GIVEN REQUEST —
In the material below, rewrite everything from the line with "Identify a point on every instance of the snow-covered" to the line with "x=475 y=230", both ends included, and leave the requests unchanged. Multiply every x and y coordinate in the answers by 2.45 and round to the nearest whole number, with halves rounded up.

Stored items
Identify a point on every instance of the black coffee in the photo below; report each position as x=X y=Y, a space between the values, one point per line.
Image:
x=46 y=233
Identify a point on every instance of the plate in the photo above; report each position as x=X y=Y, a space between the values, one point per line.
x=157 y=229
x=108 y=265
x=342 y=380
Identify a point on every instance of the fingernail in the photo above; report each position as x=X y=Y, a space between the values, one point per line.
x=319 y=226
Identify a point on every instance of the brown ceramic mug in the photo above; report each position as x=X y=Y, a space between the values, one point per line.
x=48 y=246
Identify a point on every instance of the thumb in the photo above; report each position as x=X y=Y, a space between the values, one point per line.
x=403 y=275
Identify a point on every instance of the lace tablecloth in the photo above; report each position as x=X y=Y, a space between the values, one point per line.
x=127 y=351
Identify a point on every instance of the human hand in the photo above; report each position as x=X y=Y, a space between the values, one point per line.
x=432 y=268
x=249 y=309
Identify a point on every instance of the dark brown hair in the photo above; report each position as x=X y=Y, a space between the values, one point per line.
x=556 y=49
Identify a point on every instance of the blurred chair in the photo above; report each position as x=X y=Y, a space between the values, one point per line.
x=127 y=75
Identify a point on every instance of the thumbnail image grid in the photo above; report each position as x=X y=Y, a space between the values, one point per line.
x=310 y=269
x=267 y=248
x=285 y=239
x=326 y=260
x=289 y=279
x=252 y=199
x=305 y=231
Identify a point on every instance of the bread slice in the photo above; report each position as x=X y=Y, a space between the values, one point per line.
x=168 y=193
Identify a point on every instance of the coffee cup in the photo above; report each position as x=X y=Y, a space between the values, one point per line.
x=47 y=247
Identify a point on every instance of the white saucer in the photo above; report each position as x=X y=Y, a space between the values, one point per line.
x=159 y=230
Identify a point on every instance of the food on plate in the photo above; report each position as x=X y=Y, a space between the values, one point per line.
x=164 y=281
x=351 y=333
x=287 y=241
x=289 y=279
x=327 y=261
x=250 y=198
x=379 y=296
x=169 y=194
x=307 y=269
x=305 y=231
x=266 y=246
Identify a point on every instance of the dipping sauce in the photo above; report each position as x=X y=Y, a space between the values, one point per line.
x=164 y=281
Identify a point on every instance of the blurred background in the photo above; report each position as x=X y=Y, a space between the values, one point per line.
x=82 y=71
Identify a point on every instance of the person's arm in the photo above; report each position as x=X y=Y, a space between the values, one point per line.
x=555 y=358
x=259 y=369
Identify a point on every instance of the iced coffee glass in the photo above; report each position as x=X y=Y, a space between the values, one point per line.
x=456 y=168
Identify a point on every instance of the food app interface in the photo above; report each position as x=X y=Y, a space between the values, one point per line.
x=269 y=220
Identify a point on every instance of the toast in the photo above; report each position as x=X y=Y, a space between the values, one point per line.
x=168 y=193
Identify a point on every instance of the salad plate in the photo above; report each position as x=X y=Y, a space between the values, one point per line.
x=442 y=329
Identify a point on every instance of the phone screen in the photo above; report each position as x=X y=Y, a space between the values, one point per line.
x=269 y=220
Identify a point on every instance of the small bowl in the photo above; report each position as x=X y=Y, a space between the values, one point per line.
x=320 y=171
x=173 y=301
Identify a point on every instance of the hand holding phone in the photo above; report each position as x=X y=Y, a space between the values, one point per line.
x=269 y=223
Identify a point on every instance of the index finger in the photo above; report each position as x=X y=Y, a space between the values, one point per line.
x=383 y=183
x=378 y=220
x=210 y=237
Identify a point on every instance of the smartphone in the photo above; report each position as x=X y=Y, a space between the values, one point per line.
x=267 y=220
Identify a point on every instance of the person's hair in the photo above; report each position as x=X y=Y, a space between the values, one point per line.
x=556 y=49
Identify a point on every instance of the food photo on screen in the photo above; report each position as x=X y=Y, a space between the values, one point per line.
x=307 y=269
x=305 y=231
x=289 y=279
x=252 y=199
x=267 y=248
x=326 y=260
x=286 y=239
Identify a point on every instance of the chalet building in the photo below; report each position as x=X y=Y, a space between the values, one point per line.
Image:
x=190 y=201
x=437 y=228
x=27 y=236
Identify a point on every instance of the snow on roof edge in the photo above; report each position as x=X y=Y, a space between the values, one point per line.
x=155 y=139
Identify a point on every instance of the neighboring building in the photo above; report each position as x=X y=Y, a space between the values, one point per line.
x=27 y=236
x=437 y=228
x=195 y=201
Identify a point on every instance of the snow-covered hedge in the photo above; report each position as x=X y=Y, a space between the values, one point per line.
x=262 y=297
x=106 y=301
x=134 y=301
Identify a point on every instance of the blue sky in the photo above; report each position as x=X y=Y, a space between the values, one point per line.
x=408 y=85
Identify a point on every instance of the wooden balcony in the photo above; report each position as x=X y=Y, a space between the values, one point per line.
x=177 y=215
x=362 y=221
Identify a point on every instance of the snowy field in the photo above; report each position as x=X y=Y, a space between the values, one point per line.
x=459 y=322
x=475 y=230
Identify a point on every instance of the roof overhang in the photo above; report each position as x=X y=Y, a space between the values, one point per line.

IN RESPONSE —
Identify a point on every instance of the snow-covered hedge in the photo above; report each position as x=X y=Y, a space between the values, one point per line.
x=642 y=728
x=260 y=737
x=328 y=737
Identify a point on every instance of the blue sky in the photo above; report each position as x=X y=Y, a space between the values, one point per line.
x=1000 y=208
Identify a point on every instance of the wooden balcony in the photo above; report each position as x=X y=Y, a space between the values, one point per line.
x=434 y=527
x=887 y=541
Identify a point on every instance of the snowy field in the photo above; report each position as x=X y=Y, a space between the values, one point per line.
x=1125 y=789
x=1164 y=564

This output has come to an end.